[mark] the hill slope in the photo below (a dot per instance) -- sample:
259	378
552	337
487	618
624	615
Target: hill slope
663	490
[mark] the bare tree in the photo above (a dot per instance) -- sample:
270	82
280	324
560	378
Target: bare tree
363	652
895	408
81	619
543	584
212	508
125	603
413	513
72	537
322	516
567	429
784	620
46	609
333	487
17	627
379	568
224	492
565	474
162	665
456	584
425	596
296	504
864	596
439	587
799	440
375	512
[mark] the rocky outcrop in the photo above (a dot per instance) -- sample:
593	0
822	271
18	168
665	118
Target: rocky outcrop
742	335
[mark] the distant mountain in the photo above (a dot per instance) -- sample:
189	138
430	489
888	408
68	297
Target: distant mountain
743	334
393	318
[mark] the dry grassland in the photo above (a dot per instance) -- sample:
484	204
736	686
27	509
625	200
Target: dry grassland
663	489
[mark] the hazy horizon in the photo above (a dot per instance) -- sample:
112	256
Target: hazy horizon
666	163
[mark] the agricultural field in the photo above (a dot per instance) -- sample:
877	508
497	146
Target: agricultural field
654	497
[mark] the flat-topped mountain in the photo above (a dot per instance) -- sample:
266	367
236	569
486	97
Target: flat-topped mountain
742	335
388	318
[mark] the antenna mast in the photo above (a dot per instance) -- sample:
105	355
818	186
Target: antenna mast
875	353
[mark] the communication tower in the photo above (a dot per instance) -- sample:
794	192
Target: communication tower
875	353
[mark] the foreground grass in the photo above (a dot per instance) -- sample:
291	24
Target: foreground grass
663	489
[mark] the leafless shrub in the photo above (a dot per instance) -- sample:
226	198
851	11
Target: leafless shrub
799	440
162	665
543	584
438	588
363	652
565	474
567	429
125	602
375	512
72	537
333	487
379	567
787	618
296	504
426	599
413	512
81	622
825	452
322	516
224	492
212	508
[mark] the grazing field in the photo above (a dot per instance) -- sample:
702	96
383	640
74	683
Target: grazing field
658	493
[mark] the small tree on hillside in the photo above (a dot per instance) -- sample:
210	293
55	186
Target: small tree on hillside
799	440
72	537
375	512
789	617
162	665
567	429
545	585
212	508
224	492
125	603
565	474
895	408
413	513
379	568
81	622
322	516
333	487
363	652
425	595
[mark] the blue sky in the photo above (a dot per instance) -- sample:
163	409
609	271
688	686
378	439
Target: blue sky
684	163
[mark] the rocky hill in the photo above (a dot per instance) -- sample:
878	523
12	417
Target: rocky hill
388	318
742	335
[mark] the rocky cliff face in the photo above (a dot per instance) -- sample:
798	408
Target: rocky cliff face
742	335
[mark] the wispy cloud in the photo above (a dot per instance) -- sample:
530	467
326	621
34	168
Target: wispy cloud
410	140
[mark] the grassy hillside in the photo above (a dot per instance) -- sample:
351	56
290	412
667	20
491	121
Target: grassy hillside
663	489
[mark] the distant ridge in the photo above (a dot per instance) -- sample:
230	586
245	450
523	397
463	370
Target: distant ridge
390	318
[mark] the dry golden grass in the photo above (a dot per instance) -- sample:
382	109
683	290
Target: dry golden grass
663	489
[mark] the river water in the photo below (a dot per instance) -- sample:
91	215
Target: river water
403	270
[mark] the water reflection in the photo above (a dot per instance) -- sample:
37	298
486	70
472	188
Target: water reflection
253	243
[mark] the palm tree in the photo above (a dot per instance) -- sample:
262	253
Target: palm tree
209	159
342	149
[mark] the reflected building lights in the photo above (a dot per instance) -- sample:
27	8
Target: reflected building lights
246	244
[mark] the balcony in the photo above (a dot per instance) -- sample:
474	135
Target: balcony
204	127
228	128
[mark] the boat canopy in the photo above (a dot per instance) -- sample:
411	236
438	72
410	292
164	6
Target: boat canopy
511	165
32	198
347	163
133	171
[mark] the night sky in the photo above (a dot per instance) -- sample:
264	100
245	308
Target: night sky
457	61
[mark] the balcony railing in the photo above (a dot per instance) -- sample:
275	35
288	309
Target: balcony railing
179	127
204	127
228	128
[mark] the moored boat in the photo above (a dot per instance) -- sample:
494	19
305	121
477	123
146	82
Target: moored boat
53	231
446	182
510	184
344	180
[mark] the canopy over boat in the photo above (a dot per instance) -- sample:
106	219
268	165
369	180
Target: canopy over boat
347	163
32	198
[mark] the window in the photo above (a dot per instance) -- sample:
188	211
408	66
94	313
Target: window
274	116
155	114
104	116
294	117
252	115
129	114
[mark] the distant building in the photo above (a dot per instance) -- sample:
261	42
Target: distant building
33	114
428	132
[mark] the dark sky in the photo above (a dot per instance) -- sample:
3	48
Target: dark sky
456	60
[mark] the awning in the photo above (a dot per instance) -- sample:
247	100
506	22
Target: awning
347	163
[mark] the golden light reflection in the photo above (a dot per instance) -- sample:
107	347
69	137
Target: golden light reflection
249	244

□ □ □

### Your objective
With "below" as the search word, count the matching lines in the records and give the number alone.

### Written solution
2